▶ [Excerpted text]
The Framework Convention could make an enormous contribution to stemming
the global tobacco epidemic by fostering international cooperation on
issues such as smuggling and the global marketing of tobacco products.
A proposed smuggling protocol should involve a system of tracking
cigarette exports, including labels indicating the intended final
destination. Cigarette smuggling is at epidemic levels -- an estimated one
in three internationally traded cigarettes is smuggled -- and newly
emerging evidence from company documents suggests the tobacco industry is
facilitating, encouraging or even directing smuggling on a massive scale.
Smuggling allows tobacco companies to evade excise taxes, which in most
countries make up a considerable portion of the consumer price -- and
which deter smoking by keeping prices up.
A marketing protocol should impose a worldwide ban on cigarette
advertising and marketing, or at least require countries to adopt
prohibitions on tobacco advertising to the extent permitted under their
national constitutions.
But even though the tobacco control movement has effectively vilified Big
Tobacco in the last several years, the multinational companies remain
enormously powerful, and they are pursuing varied strategies to undermine
an effective international treaty.
The biggest and slickest of the companies, Philip Morris, claims to have
turned over a new leaf. Philip Morris now says it supports a tobacco
treaty.
"It is time for regulation," says David Greenberg, Philip Morris
International's senior vice president for corporate affairs. "The company
is ready to embrace regulation around the world whether by international
institutions and/or at the national level."
"We'd like to see a convention have as broad a reach as possible,"
Greenberg says, "so we know what the rules are."
Philip Morris would support treaty provisions on youth smoking prevention,
information to adult smokers, ingredient disclosure, disclosure of the
constituents of tobacco smoke, marketing standards and smuggling. The
company also supports government regulation of the tobacco product itself,
so that cigarettes can be "made as safe as they can be," Greenberg says.

▶ [Data lines]
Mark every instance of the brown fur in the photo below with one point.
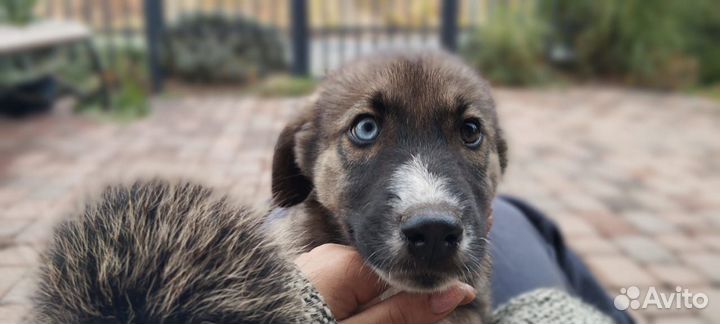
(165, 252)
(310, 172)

* * *

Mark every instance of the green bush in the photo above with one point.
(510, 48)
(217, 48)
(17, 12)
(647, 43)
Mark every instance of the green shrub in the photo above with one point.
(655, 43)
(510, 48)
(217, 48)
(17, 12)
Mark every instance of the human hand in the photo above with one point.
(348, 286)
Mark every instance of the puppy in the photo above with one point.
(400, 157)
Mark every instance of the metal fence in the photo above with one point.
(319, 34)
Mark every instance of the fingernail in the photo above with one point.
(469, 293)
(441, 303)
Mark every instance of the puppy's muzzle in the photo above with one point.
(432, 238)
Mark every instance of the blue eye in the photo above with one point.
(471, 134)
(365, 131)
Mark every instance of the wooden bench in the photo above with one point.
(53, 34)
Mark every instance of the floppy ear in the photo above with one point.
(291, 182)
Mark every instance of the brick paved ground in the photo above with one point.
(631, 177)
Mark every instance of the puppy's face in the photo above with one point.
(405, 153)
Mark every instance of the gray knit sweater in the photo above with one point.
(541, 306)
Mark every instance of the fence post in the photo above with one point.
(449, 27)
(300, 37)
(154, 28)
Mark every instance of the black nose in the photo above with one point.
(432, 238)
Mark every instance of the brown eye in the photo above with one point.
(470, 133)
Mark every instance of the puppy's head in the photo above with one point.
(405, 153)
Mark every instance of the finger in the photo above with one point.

▶ [Direction 1]
According to the passage on the tobacco treaty, which treaty provisions would Philip Morris support? List every one it names.
▶ [Direction 2]
Turn the lines of the records starting at the line containing "Mark every instance of the black" and ending at the line containing "Mark every instance of the finger in" into a numbered list, leaving out any blank lines.

▶ [Written response 1]
- Youth smoking prevention
- Information to adult smokers
- Ingredient disclosure
- Disclosure of the constituents of tobacco smoke
- Marketing standards
- Smuggling

▶ [Written response 2]
1. Mark every instance of the black nose in the photo above with one point.
2. (432, 238)
3. Mark every instance of the brown eye in the photo above with one point.
4. (470, 133)
5. Mark every instance of the puppy's head in the photo above with one point.
6. (405, 153)
7. Mark every instance of the finger in the photo above with one point.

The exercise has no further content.